— PROVIDED TEXT —
== Segment start ==

Both the dataset and the model itself are open-source, which is a huge advantage and a rarity. The dataset was built partially automatically and partially with the aid of human translators, which is a gargantuan undertaking – and the reason why I think “system” is a more apt descriptor in this case than “model”.

In terms of performance, the NLLB outperforms Google Translate in some respects and is also better on average. And make no mistake, this is quite the feat, because hardly any competitor today can do better than the almighty GT. Let alone do better and with tons of more languages!

3. Whisper (Open AI)

Image Credits: OpenAI

Released just over a month ago, Whisper is an unsupervised speech-recognition model trained on 680,000 hours of multilingual and multitask supervision. What makes it so impressive is that it’s competitive with existing, state-of-the-art labelled (supervised) datasets.

Another important thing about Whisper is its robustness. What does that mean? It means that it does well even on “dirty” (noisy) datasets.

In a paper called Robust Speech Recognition via Large-Scale Weak Supervision, Open AI’s team has shown that Whisper vastly outperforms supervised models that specialise in LibriSpeech performance (a famously competitive benchmark in ASR) on noisy datasets.

The key takeaway here is, again – the bigger you can get your model to be, the better it will perform. In this case, Whisper does remarkably well even when dealing with noisy recordings, such as people talking over the phone or at home.

Overall, Whisper’s performance is approaching human-level robustness and accuracy – at least when it comes to English speech recognition.

4. Stable Diffusion (Stability AI)

Image generated by Stability AI

Okay, this one is not only important, but also super fun. Stable Diffusion, developed by Stability AI, is a text-to-image synthesis model trained and fine-tuned on a number of open image datasets.

The model is open source, which means you can download it for free and generate any number of 512x512 images using consumer hardware. If your system has at least 10GB of RAM, the process will take no longer than a few seconds.

== Segment end ==

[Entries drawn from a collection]
== Segment start ==

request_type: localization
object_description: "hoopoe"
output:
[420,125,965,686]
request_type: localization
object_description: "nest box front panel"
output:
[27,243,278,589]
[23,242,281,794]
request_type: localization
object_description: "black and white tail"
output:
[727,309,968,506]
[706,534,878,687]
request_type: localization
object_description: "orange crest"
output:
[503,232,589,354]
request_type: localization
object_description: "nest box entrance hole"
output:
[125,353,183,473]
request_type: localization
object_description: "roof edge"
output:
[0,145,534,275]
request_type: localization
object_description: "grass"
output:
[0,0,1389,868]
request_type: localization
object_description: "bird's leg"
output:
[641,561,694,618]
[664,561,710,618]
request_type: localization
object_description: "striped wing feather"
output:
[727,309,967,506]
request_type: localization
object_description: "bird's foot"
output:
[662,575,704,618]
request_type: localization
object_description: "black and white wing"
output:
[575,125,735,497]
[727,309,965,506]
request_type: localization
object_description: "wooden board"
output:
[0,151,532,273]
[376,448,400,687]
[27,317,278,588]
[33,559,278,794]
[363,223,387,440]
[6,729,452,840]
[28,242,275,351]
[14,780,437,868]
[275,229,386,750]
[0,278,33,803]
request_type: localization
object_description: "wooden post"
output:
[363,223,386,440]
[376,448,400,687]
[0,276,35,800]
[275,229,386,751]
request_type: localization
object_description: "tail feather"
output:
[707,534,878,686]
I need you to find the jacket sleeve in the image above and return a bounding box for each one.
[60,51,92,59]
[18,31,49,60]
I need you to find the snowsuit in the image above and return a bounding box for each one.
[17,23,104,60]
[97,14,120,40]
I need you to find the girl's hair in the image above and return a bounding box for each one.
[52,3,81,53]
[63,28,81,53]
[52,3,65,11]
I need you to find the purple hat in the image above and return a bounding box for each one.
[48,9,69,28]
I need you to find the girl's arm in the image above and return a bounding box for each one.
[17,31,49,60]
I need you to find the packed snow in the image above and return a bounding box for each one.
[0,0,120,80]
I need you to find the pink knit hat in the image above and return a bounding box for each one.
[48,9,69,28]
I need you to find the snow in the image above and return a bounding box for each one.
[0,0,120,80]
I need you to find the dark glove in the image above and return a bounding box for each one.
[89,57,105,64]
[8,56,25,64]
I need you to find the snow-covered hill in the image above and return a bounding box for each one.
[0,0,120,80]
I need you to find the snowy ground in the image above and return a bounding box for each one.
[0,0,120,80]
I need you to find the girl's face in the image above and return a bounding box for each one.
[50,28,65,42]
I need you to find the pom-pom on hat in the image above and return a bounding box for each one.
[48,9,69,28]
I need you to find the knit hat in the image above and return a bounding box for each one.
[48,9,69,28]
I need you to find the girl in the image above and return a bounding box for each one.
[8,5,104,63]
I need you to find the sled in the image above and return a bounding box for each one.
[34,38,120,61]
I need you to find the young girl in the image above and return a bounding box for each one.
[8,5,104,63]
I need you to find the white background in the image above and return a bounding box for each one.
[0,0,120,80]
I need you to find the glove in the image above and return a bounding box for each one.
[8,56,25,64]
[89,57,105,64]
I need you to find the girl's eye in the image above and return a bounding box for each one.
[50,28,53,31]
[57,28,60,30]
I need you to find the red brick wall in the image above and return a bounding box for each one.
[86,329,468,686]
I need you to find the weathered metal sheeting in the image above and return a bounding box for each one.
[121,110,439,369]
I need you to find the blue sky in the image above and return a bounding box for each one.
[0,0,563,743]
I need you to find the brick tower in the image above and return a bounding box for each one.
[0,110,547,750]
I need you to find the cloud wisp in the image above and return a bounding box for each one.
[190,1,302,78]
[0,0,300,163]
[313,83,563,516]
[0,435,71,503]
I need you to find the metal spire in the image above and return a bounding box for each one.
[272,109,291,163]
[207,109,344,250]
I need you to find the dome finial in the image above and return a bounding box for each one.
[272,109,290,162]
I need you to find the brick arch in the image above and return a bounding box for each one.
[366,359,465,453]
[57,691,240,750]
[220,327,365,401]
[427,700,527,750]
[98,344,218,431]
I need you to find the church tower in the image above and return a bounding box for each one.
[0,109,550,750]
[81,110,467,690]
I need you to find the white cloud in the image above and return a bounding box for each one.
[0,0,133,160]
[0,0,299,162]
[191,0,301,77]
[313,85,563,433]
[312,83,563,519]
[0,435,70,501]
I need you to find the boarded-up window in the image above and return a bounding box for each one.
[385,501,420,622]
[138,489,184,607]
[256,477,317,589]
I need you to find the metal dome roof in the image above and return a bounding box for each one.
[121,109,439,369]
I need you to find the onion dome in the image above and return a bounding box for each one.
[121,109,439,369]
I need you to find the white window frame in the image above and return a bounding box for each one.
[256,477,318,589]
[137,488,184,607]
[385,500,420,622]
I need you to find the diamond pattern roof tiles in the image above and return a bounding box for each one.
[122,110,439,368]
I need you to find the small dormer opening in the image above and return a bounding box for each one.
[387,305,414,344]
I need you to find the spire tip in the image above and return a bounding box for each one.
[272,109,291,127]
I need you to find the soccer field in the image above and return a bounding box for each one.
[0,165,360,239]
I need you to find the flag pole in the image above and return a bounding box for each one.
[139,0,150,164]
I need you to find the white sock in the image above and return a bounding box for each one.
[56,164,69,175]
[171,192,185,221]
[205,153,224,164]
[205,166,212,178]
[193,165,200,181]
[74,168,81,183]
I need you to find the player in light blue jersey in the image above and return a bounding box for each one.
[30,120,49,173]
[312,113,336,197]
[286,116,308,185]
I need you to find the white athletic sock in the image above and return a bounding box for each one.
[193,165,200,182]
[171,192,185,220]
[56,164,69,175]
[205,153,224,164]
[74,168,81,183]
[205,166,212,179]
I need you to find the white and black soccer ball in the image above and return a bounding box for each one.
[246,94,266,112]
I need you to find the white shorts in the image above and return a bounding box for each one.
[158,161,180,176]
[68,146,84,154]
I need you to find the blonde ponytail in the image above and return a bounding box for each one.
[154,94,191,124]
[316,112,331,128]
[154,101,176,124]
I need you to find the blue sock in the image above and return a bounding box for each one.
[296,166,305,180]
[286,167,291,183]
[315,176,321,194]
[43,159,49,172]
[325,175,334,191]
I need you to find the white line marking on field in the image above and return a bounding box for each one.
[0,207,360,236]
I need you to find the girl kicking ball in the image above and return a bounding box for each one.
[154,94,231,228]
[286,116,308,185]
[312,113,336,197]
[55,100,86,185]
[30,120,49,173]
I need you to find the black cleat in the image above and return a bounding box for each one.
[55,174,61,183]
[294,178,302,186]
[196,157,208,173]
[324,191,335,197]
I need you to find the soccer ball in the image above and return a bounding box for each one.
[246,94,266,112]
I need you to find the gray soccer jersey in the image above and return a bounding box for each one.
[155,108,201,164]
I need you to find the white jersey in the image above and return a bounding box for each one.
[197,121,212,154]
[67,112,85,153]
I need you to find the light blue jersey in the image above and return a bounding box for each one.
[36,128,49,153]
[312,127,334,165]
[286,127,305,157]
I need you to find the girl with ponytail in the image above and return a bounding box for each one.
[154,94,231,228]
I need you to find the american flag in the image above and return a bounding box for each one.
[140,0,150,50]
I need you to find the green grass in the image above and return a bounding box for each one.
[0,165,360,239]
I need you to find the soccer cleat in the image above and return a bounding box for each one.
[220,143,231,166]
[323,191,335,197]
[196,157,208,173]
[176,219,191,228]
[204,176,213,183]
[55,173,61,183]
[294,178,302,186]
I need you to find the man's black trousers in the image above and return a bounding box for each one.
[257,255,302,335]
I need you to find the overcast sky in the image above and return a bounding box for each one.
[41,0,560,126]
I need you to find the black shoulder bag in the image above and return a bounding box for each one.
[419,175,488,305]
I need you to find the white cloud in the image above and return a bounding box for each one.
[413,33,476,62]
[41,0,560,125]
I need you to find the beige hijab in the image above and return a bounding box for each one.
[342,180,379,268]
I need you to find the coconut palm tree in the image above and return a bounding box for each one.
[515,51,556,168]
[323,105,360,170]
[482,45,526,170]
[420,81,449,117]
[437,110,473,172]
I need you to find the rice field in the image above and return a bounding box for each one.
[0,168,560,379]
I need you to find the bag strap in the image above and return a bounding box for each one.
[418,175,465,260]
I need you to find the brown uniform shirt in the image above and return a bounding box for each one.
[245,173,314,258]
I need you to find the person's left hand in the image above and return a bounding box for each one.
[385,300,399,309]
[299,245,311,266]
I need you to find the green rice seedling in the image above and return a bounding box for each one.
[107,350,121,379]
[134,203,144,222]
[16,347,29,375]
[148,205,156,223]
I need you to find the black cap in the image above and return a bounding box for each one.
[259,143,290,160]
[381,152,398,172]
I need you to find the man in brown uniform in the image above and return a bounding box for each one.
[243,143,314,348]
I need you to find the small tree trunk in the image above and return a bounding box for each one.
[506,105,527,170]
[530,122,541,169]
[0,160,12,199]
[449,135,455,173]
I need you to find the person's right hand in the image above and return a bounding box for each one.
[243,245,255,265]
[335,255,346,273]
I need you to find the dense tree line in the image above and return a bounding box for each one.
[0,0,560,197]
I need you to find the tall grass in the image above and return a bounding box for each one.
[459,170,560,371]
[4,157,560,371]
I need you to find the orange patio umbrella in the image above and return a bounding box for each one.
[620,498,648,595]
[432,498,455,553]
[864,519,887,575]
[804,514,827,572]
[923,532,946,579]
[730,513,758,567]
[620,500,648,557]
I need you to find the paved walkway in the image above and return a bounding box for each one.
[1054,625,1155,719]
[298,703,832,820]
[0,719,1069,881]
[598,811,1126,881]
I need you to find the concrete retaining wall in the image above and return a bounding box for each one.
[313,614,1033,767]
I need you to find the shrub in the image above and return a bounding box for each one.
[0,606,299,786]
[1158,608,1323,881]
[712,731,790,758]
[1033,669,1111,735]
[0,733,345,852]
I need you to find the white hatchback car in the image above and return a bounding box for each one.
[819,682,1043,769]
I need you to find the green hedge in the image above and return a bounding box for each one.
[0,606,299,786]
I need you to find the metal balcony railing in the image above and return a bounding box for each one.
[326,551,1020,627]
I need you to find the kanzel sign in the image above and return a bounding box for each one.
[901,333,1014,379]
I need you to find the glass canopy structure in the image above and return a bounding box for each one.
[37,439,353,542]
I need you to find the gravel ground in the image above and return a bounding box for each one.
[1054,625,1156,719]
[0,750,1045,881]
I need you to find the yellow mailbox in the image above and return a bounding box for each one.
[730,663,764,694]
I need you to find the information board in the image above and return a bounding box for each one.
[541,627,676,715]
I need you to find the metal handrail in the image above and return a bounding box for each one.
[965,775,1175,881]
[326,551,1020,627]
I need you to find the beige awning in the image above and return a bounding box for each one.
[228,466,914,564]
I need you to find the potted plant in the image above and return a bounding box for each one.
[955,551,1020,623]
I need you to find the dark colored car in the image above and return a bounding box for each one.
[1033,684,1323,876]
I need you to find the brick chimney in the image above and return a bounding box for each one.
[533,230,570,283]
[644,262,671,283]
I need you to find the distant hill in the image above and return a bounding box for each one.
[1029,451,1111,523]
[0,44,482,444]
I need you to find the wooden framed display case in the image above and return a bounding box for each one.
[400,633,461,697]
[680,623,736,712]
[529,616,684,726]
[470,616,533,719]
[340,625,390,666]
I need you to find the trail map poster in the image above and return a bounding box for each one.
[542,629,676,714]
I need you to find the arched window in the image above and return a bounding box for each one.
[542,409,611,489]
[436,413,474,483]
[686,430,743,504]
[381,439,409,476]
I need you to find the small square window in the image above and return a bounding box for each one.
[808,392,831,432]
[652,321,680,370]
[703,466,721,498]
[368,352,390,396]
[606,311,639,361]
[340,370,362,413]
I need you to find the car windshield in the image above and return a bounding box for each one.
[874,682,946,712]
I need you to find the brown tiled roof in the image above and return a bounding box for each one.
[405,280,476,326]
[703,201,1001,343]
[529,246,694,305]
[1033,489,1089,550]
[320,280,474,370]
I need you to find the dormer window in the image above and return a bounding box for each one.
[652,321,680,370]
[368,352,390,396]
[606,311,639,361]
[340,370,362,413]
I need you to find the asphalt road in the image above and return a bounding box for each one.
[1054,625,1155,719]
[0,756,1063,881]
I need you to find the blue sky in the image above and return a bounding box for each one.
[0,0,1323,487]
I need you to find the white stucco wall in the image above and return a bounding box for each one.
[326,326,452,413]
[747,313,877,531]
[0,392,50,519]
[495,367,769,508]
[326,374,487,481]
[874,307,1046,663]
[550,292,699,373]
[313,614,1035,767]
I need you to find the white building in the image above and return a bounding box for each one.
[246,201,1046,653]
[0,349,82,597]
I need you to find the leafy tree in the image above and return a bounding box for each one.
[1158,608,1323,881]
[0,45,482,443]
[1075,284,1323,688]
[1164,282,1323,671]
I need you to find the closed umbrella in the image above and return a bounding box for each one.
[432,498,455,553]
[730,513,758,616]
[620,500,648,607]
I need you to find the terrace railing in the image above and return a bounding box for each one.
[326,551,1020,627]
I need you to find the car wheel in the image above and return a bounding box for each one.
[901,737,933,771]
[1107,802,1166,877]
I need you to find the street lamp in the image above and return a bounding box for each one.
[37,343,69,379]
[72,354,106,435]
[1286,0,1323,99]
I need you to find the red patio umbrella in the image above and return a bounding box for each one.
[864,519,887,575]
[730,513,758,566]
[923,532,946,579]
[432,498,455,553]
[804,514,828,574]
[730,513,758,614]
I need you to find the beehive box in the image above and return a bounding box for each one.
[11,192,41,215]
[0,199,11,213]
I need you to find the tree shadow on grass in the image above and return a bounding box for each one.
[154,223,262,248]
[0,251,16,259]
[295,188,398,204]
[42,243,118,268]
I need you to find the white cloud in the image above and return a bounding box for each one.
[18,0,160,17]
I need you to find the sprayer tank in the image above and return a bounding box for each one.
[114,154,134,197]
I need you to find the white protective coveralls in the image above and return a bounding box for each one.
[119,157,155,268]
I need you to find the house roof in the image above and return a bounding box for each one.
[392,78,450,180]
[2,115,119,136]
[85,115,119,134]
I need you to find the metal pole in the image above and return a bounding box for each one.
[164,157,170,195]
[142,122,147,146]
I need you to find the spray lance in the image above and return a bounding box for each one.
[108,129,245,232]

== Segment end ==

— QUESTIONS TO ANSWER —
1. According to the text on recent AI models, how much RAM does a system need for Stable Diffusion to produce an image in no more than a few seconds?
2. Extend the text on recent AI models, picking up after its final sentence.

— RESPONSES IN ORDER —
1. At least 10GB of RAM.

2.
Alternatively, you can play around with it on Hugging Face here without having to worry about whether your rig is fast enough to get the job done quickly.

The way Stable Diffusion works, from the user’s point of view, is very straightforward – you type in a short description of the image you want and click “Generate Image”. That’s it!

To make things more interesting, you can also indicate your preferred style. For instance, rather than typing, “A pig riding a bicycle”, you can do, “A pig riding a bicycle in the style of Monet”. The only limit here is your imagination and tolerance level for trippy imagery.

In contrast to many other advanced models, with Stable Diffusion you don’t need any sophisticated infrastructure or thousands of GPUs to run. It works beautifully even on a simple mid-range laptop or PC.

5. Make-a-Video (Meta AI)

Image Credits: Meta

The last thing I want to briefly touch on in this article is Meta AI’s Make-a-Video. The idea here is largely the same as that behind Stable Diffusion – turning text prompts into video footage. Only in this case, you’d need a multi-GPU system to run it.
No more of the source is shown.